— Begin RECORDS —

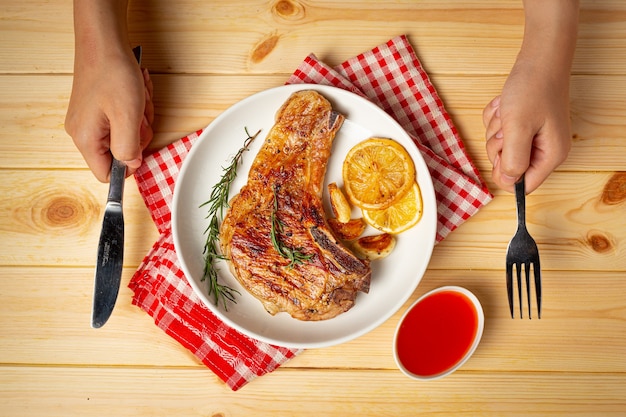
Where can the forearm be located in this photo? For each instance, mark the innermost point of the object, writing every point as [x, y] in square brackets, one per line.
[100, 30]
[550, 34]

— End RECORDS —
— Begin RECORDS —

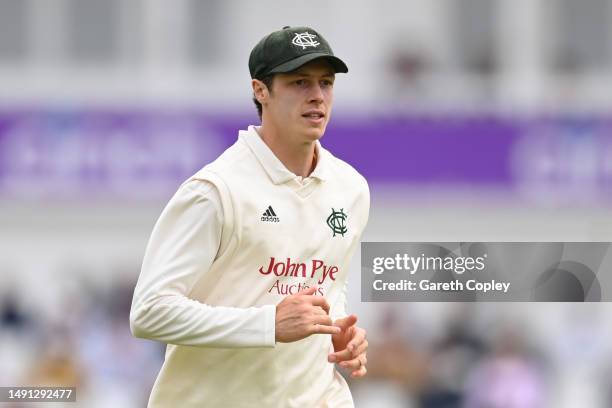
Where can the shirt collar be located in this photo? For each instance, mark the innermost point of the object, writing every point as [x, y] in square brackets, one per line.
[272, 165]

— End RECORDS —

- TASK:
Collect every line of the items above that contains the string "object", treating uppercase and lowercase as distinct.

- SOLUTION TO THE PROBLEM:
Where can the forearm be located in this photo? For each instance, mark the innermost point of the object, writing every point as [x, y] in square brackets, one per line.
Where can the shirt collar be located in this photo? For each instance, mark the innermost point of the object, writing every point as [x, y] in square brackets, one per line.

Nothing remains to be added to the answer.